▶ **Stored items from a collection**:
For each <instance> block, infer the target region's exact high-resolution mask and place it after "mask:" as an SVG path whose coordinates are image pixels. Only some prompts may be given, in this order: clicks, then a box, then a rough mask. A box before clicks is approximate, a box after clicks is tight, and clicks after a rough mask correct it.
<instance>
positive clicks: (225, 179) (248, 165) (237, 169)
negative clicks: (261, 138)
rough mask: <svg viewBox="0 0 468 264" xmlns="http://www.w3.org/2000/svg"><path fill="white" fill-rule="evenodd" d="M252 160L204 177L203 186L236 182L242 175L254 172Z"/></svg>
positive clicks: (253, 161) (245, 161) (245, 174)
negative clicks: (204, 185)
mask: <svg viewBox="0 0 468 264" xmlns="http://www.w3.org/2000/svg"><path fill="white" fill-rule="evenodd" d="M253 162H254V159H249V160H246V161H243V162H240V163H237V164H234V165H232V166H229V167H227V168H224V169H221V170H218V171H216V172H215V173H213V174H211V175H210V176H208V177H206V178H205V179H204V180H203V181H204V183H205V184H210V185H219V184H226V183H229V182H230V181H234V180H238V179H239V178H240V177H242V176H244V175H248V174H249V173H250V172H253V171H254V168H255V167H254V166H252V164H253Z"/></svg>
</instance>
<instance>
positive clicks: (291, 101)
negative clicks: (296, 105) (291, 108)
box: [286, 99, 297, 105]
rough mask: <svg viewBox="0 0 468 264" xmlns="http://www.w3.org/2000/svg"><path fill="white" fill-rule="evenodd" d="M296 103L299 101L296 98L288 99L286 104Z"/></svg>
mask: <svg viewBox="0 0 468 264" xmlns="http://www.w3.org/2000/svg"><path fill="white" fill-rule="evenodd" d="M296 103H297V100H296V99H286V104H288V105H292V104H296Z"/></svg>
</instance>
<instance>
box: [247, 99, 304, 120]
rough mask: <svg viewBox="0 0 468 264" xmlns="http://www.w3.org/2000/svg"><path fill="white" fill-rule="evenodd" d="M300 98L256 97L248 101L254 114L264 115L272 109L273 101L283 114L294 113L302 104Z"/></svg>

▶ **Exercise**:
From the entries, copy out each line containing the word "positive".

▶ **Answer for this exercise**:
positive clicks: (225, 179) (248, 165) (237, 169)
positive clicks: (253, 161) (245, 161) (245, 174)
positive clicks: (291, 101)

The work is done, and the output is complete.